**Dataset entries:**
☆ ☆ ☆ ☆ ☆ ☆ ☆

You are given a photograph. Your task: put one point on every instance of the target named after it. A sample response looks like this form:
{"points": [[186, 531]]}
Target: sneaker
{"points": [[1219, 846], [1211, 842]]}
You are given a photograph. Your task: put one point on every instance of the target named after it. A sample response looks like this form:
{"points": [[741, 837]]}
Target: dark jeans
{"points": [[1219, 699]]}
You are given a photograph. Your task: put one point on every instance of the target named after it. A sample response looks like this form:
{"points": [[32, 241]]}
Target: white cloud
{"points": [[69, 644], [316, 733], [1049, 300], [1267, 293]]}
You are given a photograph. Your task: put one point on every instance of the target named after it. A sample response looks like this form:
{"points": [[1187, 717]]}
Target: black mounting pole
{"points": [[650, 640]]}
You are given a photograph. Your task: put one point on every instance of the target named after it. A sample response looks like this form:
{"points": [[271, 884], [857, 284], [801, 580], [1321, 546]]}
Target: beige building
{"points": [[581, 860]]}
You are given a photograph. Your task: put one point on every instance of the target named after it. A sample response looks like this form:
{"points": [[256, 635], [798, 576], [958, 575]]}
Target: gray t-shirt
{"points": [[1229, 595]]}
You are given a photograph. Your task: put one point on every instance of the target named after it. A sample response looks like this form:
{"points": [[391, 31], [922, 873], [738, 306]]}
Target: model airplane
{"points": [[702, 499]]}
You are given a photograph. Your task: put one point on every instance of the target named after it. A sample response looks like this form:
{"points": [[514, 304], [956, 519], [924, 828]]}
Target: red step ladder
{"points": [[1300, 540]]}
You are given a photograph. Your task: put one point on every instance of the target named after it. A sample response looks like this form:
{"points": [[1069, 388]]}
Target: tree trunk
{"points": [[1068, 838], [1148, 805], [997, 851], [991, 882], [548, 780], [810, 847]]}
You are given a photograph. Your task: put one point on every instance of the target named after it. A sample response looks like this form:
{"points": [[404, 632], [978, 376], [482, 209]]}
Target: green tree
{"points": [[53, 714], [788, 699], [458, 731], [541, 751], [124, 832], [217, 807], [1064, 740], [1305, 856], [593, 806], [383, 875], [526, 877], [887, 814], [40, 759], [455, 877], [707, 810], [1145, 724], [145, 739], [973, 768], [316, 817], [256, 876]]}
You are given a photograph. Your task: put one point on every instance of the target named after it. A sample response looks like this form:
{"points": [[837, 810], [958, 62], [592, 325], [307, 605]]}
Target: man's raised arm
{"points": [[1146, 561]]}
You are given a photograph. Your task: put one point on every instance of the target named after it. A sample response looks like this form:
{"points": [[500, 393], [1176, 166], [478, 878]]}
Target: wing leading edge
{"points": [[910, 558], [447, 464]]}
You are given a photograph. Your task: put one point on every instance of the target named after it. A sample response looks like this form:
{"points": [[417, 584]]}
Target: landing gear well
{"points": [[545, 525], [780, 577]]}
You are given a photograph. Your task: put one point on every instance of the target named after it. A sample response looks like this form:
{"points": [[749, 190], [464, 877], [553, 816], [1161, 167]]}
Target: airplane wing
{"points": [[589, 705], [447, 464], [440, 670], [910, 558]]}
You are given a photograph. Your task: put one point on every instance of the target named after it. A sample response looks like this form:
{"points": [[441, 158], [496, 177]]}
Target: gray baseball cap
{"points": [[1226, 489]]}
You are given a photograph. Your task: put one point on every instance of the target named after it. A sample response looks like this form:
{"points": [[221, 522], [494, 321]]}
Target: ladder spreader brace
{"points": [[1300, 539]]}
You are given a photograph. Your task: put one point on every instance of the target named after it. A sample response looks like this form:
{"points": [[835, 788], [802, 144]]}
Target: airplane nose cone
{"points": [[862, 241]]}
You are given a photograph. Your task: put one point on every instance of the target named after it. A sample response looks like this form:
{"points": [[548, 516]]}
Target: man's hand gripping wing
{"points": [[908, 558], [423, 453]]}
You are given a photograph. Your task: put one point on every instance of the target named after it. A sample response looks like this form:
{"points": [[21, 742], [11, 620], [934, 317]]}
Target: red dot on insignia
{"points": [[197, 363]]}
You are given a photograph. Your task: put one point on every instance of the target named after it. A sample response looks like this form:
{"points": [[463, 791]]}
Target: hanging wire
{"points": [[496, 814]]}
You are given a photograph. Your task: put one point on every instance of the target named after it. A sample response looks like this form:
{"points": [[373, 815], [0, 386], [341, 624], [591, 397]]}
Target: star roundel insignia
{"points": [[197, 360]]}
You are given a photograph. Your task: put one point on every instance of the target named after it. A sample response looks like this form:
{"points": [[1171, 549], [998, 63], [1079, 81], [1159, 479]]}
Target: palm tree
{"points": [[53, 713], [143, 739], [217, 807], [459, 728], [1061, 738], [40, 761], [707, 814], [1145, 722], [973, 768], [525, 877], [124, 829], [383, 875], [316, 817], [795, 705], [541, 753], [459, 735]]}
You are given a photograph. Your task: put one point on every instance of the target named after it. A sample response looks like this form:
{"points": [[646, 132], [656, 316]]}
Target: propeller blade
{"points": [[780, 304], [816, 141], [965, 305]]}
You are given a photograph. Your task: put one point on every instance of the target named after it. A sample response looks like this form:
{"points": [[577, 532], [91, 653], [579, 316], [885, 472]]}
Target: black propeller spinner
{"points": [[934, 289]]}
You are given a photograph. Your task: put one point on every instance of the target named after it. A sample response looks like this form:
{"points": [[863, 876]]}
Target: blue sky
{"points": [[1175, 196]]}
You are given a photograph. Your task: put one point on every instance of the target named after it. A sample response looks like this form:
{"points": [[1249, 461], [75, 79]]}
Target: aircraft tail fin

☆ ☆ ☆ ☆ ☆ ☆ ☆

**Task:**
Which lines in the listing above contain the word "insignia"? Locate each one and copy it out in full.

**Solution for this exercise:**
Target: red dot on insignia
Target: star roundel insignia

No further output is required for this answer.